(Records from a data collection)
++++++++++++++++++++
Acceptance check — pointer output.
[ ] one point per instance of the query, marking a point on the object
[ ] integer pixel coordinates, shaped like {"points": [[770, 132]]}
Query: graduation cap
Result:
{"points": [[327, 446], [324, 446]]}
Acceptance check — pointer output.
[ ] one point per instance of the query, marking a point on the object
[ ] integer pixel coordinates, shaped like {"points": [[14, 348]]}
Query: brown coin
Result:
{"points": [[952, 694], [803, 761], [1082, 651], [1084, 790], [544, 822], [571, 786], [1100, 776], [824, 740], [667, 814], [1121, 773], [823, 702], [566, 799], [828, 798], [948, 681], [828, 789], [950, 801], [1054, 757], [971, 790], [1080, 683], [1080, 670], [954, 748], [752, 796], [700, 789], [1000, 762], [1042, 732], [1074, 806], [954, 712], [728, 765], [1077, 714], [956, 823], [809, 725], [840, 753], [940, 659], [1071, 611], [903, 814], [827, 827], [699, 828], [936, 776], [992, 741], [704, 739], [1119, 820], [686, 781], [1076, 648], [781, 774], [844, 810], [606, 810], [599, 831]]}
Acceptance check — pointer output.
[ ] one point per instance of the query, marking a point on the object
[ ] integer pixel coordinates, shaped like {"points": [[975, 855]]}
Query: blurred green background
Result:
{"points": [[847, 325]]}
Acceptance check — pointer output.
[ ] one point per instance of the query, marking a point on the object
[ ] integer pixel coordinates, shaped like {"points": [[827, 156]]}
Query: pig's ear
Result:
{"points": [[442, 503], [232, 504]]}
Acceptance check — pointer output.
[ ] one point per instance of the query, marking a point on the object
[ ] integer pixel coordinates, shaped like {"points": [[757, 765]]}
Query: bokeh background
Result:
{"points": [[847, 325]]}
++++++++++++++++++++
Reproduce the data exactly, omitting nothing.

Acceptance check — pointer output.
[ ] one point per instance of the query, marking a point on the object
[ ] integer pixel coordinates, shaped like {"points": [[770, 132]]}
Query: graduation cap
Result:
{"points": [[327, 446], [324, 446]]}
Acceptance check — pointer output.
[ ] one point per instance of the query, marking a point on the object
[ ] integer pixel coordinates, shaped like {"points": [[14, 348]]}
Query: brown coin
Result:
{"points": [[952, 694], [803, 761], [1082, 651], [1084, 790], [544, 822], [571, 786], [1100, 776], [824, 740], [667, 814], [1121, 773], [823, 702], [566, 799], [828, 798], [948, 681], [828, 789], [950, 801], [1054, 757], [971, 790], [1080, 683], [1080, 670], [954, 748], [752, 796], [700, 789], [1000, 762], [1042, 732], [1074, 806], [954, 712], [728, 765], [1077, 714], [956, 823], [809, 725], [840, 753], [940, 659], [1071, 611], [903, 814], [827, 827], [699, 828], [936, 776], [992, 741], [704, 739], [1119, 820], [686, 781], [1076, 648], [781, 774], [844, 810], [606, 810], [599, 831]]}
Acceptance check — pointer output.
[ ] one point per instance of the query, marking a point on the object
[ ] integer pixel coordinates, shaped like {"points": [[975, 855]]}
Query: blurred green background
Result:
{"points": [[847, 325]]}
Acceptance check — pointer output.
[ ] one point per instance of the query, marking a point on the object
[ ] integer pixel coordinates, shaped like {"points": [[827, 156]]}
Query: pig's ear
Result:
{"points": [[442, 503], [232, 504]]}
Acceptance check — pointer output.
[ ] one point per instance of the query, marking a point on the object
[ ] integer pixel coordinates, shaped like {"points": [[757, 765]]}
Query: bokeh background
Result:
{"points": [[847, 325]]}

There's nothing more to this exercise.